Stored data START

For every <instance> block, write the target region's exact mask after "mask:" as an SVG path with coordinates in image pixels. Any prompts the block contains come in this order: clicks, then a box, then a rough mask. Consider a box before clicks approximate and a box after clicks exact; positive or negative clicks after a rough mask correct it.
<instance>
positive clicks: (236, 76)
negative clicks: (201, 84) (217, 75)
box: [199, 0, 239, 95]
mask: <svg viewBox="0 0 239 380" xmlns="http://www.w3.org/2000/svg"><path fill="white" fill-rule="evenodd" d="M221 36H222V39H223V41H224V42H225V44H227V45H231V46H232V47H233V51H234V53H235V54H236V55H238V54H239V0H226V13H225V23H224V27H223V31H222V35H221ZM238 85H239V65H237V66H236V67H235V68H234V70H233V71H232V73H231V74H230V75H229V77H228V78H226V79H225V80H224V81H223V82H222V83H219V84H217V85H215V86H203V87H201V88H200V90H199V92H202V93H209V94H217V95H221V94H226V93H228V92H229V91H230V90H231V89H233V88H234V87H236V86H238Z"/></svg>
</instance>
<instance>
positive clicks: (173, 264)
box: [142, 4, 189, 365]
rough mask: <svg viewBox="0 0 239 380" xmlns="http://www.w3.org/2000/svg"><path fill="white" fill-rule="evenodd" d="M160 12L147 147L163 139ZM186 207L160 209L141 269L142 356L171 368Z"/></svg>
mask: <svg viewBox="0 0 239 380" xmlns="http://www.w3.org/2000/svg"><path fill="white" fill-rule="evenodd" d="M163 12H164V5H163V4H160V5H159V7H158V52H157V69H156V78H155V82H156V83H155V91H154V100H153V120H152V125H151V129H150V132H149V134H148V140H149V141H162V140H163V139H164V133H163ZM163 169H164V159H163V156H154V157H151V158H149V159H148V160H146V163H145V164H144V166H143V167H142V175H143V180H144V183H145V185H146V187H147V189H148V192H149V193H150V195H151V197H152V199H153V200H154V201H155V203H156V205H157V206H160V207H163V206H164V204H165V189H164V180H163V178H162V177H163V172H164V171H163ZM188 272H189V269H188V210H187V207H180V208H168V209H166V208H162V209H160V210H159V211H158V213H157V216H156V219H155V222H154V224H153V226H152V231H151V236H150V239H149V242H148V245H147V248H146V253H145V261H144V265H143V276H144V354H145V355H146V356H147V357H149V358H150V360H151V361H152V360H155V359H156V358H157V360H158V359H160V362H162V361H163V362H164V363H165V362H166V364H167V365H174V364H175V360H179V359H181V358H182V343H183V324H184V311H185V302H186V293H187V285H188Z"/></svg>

Stored data END

§ Instructions to follow
Each record should be transcribed exactly as it was written.

§ Answer for this exercise
For every <instance> block, write the target region's exact mask after "mask:" as an SVG path with coordinates in image pixels. Any prompts the block contains come in this order: clicks, then a box, then a rough mask. Consider a box before clicks approximate and a box after clicks exact; positive or negative clicks after a rough mask correct it.
<instance>
positive clicks: (236, 76)
negative clicks: (201, 84) (217, 75)
box: [199, 0, 239, 95]
mask: <svg viewBox="0 0 239 380" xmlns="http://www.w3.org/2000/svg"><path fill="white" fill-rule="evenodd" d="M221 36H222V39H223V41H224V42H225V44H227V45H231V46H232V47H233V51H234V53H235V54H236V55H238V54H239V0H226V13H225V23H224V27H223V31H222V35H221ZM238 85H239V65H237V66H236V67H235V68H234V70H233V71H232V73H231V74H230V75H229V77H228V78H226V79H225V80H224V81H223V82H222V83H219V84H217V85H215V86H203V87H201V88H200V90H199V92H202V93H209V94H217V95H221V94H226V93H228V92H229V91H230V90H231V89H233V88H234V87H236V86H238Z"/></svg>
</instance>
<instance>
positive clicks: (173, 264)
box: [142, 4, 189, 365]
rough mask: <svg viewBox="0 0 239 380" xmlns="http://www.w3.org/2000/svg"><path fill="white" fill-rule="evenodd" d="M160 12L147 147L163 139ZM186 207L160 209L141 269L142 356L171 368Z"/></svg>
mask: <svg viewBox="0 0 239 380" xmlns="http://www.w3.org/2000/svg"><path fill="white" fill-rule="evenodd" d="M163 12H164V5H163V4H160V5H159V7H158V52H157V69H156V78H155V82H156V83H155V91H154V100H153V120H152V125H151V129H150V132H149V134H148V140H149V141H162V140H163V139H164V133H163ZM163 169H164V159H163V156H154V157H151V158H149V159H148V160H146V163H145V164H144V166H143V167H142V175H143V180H144V183H145V185H146V187H147V189H148V192H149V193H150V195H151V197H152V199H153V200H154V201H155V203H156V205H157V206H160V207H163V206H164V204H165V189H164V180H163V178H162V177H163V172H164V171H163ZM188 272H189V269H188V210H187V207H180V208H168V209H166V208H162V209H160V210H159V211H158V213H157V216H156V219H155V222H154V224H153V226H152V231H151V236H150V239H149V242H148V245H147V248H146V253H145V261H144V265H143V276H144V354H145V355H146V356H147V357H149V358H150V360H151V361H152V360H155V359H156V358H157V360H158V359H160V362H162V361H163V362H164V363H165V362H166V364H167V365H174V364H175V360H179V359H181V358H182V343H183V324H184V311H185V302H186V293H187V285H188Z"/></svg>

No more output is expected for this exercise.